TEXT SHOWN: Begin
Can you explain the hydroelectric power supply? Is the factory really off the grid?
French Paper is located on the St. Joseph River, and we use a dam to change the water level of the river. The change in height allows us to use gravity and push water through the system to turn our four generators. We aren’t completely off the grid because we have a connection that lets us send excess electricity to the power company. Because, why not?
Our connection with our customers is something that we are very proud of, and I think there are a lot of reasons for it. First and foremost would have to be our size. We are a very small company where everyone has multiple roles and puts in long hours. I think most of our printers, whether they are using screen, letterpress, offset, or even digital can relate to that. This also lends itself to our history and consistency. While other mills buy, sell, and merge on what seems like a yearly basis, we remain unchanged for over 142 years and six generations. It takes a long time to create goodwill with the market and every time the other mills change ownership or name they lose some of that. Come to think of it, that might be on purpose. Printers want to know where to get the sheet that they are looking for and all too often they find it has been discontinued by a mill closure or grade consolidation. We do all that we can do avoid that.
The most important reason to us is definitely our quality. We want to put the best product possible into the market and that is our main goal whenever we design a process or a new sheet. We like to believe we do a pretty good job of this and that it keeps our customers coming back order after order and year after year.
Do you do any printmaking personally?
It’s funny that you ask this question because I’m in the process of starting some printmaking. I don’t ever do New Year’s resolutions but this year I decided that I’m going to learn how to screen print. I have most of the equipment that I need so I just need to get it set up and start experimenting. The hardest part for me is going to be artwork since I can barely draw a stick figure. Luckily I can use the CSA Free On French gallery from our site since I’ll only be printing on our sheets.
TEXT SHOWN: End
RECORD EXTRACTS: Begin
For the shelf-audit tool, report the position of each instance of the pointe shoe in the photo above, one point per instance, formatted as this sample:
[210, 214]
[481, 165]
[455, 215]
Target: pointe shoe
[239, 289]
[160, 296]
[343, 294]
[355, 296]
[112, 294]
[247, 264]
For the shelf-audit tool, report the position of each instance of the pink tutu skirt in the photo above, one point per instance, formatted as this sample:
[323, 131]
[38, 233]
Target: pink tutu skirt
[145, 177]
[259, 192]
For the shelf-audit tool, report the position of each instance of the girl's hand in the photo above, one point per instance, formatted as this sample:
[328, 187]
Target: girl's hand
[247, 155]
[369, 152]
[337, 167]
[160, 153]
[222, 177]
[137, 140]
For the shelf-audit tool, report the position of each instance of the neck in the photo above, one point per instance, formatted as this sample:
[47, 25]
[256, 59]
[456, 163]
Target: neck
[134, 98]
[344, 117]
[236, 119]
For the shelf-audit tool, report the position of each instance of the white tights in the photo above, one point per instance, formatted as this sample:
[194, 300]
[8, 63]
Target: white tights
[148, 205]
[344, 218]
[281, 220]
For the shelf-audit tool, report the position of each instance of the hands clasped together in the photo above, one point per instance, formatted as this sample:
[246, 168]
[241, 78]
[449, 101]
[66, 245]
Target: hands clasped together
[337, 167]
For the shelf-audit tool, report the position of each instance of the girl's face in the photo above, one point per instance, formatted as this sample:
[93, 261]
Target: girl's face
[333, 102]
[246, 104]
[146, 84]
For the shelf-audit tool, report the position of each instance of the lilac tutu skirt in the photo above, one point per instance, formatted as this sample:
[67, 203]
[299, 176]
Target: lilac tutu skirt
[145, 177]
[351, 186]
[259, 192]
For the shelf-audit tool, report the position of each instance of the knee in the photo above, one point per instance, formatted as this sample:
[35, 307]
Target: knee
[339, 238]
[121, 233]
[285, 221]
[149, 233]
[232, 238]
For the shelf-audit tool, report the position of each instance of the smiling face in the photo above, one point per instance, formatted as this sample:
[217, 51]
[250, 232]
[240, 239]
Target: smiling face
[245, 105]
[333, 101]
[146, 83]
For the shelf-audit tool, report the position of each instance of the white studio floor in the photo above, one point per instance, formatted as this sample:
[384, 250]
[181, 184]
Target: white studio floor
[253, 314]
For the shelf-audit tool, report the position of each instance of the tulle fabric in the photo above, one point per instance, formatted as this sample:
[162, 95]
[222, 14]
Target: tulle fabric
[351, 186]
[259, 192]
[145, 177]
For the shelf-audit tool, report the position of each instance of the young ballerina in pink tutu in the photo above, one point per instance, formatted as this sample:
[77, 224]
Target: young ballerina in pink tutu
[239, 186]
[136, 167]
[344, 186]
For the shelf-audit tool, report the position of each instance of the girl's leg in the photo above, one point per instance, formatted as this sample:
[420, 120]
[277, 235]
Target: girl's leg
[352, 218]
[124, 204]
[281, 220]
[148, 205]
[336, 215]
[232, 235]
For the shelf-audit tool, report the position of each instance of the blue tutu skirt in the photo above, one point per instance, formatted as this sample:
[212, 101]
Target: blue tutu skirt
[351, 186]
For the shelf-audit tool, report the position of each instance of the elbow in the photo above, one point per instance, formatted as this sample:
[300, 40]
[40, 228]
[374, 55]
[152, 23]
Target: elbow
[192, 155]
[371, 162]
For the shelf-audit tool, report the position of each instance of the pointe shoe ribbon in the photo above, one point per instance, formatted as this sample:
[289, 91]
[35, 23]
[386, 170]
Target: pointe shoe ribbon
RECORD EXTRACTS: End
YOUR TASKS
1. In the French Paper interview, retype the part that opens with the words containing "French Paper is" and closes with "Because, why not?".
2. Answer these questions from the French Paper interview:
(a) How many generators does the water turn?
(b) For how many years and generations has the company remained unchanged?
(c) Which printing method has the speaker decided to learn this year?
3. Using the French Paper interview, explain why the factory is not completely off the grid.

TASK ANSWERS
1.
French Paper is located on the St. Joseph River, and we use a dam to change the water level of the river. The change in height allows us to use gravity and push water through the system to turn our four generators. We aren’t completely off the grid because we have a connection that lets us send excess electricity to the power company. Because, why not?

2.
(a) Four.
(b) Over 142 years and six generations.
(c) Screen printing.

3. The factory is not completely off the grid because it has a connection that lets it send excess electricity to the power company.